▶ EXERCISE TEXT

....................

By the time many people hit the big
4-0, they’re looking to soften deeper lines that are developing — the most common are the folds extending from the corners of the nose to the corners of the mouth — with another class of injectables, “fillers” such as Restylane, Juvederm Ultra and collagen. (For more on these injectables, see page 108.) Feng says she also uses them to fill “marionette lines” at the corners of the mouth, pre-jowl indentations, depressions that form under the eyes and fine lines, as well as fill out the lips.
By the late 40s, however, Botox injections alone may no longer be enough to mitigate aging in the upper third of the face. Fedele says more of his patients are scheduling an upper and/or lower eyelid lift, technically known as a blepharoplasty, to remove excess skin and fat around the eyes, and a brow lift to reposition sagging eyebrows.
“For most women, the eyebrow should be a little bit above the bony rim of the eye,” he says. “Most men have the eyebrow right at that bony rim.” Both surgeries are performed on an outpatient basis and require seven to 10 days for the bruising and swelling to subside.

....................

▶ DATASET ENTRIES

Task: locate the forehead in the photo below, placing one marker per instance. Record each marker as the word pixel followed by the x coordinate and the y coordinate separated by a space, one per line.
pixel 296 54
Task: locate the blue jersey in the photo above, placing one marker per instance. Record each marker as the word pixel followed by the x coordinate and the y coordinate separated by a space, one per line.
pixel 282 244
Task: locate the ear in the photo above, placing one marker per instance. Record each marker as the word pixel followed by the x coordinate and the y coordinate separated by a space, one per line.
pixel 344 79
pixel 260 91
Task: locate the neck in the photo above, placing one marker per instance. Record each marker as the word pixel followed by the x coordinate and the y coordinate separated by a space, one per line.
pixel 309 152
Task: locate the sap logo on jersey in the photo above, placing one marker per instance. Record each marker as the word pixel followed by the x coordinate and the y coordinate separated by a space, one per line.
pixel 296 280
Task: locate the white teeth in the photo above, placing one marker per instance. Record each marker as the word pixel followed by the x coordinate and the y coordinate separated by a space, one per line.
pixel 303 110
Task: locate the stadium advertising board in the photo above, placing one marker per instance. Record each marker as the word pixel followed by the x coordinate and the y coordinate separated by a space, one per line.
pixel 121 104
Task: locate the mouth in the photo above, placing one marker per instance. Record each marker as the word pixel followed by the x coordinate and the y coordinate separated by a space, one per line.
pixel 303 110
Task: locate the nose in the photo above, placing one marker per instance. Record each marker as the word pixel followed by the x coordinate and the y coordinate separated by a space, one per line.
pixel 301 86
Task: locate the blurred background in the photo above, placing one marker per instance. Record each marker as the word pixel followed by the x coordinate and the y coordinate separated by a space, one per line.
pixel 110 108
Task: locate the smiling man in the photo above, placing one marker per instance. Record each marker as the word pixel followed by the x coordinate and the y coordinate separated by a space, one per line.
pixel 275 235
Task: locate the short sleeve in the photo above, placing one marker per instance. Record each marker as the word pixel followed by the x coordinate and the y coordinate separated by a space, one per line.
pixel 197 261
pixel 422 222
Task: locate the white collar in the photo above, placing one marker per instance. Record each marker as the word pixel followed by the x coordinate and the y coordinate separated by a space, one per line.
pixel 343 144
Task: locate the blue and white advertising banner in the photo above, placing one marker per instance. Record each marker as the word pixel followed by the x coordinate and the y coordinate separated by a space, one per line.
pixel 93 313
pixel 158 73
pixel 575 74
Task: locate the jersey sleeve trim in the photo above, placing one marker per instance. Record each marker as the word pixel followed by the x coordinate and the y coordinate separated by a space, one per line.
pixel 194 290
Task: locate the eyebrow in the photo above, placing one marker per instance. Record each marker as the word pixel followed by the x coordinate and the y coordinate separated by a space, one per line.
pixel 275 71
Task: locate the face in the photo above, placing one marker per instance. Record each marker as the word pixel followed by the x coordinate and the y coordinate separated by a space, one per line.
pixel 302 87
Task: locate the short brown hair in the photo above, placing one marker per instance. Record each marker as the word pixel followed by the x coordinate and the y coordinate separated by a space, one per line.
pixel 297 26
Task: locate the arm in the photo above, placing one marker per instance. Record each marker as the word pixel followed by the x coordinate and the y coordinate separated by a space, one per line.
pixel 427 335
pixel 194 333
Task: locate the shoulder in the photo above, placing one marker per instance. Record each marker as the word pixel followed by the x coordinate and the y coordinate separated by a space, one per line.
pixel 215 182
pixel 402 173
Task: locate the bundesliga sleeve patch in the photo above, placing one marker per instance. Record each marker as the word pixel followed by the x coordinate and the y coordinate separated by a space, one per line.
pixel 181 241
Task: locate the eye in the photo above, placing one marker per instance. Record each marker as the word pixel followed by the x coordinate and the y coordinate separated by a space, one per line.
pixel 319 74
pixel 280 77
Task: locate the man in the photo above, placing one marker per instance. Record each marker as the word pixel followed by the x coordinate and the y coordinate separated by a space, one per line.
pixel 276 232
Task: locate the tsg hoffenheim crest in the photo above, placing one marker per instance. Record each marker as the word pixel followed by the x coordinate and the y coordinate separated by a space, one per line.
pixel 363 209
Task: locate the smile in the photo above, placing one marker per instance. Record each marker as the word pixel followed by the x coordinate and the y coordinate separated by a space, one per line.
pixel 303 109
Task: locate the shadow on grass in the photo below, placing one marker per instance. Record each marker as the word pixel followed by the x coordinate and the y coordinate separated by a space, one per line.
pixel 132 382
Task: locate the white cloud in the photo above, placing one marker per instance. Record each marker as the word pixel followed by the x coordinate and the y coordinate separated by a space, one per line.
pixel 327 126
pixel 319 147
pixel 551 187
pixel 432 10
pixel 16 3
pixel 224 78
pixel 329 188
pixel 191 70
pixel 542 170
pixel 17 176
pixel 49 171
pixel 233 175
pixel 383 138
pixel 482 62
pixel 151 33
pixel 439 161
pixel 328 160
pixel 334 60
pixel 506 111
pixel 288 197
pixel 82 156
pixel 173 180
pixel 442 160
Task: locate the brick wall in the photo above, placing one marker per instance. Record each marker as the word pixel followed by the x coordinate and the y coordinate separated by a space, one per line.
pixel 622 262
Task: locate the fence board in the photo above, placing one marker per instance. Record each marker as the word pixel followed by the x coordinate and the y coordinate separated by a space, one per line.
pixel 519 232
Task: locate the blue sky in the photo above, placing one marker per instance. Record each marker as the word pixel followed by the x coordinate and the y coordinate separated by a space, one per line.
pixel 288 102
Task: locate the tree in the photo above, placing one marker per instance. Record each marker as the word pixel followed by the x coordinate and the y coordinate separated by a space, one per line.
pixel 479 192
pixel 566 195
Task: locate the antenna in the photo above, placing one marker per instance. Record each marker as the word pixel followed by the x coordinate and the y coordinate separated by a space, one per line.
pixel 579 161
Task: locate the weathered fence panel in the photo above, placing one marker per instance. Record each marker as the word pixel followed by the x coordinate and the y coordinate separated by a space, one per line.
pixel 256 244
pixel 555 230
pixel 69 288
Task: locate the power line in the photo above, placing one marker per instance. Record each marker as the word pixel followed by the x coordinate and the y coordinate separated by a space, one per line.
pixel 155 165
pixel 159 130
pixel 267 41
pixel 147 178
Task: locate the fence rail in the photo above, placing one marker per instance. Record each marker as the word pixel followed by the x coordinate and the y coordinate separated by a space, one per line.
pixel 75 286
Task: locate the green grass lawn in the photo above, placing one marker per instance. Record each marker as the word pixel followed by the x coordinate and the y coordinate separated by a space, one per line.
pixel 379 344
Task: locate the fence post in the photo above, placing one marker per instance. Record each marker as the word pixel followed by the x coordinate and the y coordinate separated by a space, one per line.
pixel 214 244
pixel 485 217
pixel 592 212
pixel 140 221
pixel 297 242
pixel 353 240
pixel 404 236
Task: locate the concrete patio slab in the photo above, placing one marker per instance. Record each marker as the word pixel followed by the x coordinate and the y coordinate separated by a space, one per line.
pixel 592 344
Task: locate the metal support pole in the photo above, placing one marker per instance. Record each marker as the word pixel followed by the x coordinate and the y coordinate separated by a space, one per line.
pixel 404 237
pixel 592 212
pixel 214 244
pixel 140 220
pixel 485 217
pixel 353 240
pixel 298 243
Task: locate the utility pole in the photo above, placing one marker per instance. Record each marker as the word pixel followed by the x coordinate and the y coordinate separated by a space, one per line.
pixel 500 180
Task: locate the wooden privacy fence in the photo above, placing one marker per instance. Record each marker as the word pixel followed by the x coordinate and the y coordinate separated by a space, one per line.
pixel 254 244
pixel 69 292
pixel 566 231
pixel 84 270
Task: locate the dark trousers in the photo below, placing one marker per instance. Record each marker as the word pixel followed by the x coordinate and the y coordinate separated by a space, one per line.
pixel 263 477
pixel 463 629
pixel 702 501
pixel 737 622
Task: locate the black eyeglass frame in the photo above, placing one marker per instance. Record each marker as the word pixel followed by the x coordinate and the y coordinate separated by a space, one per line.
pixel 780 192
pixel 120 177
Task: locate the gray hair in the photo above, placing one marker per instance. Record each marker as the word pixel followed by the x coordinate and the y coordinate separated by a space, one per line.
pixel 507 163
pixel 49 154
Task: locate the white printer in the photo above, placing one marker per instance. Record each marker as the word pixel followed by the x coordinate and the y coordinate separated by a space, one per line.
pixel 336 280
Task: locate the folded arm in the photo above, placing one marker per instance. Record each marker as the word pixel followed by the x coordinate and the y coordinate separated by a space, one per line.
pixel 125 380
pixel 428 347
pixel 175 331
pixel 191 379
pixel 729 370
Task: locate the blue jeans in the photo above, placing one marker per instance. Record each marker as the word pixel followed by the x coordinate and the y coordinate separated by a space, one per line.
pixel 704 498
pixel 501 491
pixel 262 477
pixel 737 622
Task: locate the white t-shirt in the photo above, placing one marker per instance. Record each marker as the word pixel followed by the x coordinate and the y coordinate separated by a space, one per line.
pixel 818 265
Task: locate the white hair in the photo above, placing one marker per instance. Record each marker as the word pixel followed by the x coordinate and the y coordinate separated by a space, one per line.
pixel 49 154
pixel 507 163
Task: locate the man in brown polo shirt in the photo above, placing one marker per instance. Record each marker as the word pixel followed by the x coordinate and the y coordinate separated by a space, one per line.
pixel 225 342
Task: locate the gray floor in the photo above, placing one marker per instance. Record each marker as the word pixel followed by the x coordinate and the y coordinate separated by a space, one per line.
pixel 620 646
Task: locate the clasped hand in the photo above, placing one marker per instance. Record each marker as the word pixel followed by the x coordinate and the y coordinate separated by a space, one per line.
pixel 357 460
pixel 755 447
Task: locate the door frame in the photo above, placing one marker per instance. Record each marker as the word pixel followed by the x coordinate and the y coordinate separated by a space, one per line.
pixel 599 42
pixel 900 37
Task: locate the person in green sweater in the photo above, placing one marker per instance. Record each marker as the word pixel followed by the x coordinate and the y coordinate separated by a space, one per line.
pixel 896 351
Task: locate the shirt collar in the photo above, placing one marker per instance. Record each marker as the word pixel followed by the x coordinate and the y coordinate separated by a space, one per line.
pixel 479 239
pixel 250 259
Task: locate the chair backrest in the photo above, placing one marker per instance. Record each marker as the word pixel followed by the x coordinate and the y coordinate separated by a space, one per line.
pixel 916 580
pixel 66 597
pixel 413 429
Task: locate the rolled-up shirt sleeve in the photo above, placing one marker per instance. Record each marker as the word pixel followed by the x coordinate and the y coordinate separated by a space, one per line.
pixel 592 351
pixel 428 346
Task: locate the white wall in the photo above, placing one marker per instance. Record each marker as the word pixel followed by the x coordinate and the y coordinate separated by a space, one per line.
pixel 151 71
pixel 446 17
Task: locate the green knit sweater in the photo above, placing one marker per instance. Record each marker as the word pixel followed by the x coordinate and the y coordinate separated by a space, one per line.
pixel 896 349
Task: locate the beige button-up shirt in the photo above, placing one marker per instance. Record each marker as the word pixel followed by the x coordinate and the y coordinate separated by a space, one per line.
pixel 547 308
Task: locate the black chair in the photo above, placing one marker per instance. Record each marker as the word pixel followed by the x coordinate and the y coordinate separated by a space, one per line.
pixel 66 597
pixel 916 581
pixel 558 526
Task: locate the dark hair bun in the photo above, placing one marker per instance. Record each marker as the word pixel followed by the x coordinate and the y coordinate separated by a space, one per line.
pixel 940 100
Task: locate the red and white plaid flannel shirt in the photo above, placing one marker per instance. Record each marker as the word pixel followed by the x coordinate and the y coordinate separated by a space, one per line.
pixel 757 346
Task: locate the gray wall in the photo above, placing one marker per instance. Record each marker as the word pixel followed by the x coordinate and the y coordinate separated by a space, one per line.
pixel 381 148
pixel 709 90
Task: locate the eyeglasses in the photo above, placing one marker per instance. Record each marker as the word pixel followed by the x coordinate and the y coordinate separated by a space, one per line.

....................

Print the section of the text on facial aging that starts with the words "By the late" and ends after "swelling to subside.", copying it word for word.

▶ YOUR SOLUTION
By the late 40s, however, Botox injections alone may no longer be enough to mitigate aging in the upper third of the face. Fedele says more of his patients are scheduling an upper and/or lower eyelid lift, technically known as a blepharoplasty, to remove excess skin and fat around the eyes, and a brow lift to reposition sagging eyebrows.
“For most women, the eyebrow should be a little bit above the bony rim of the eye,” he says. “Most men have the eyebrow right at that bony rim.” Both surgeries are performed on an outpatient basis and require seven to 10 days for the bruising and swelling to subside.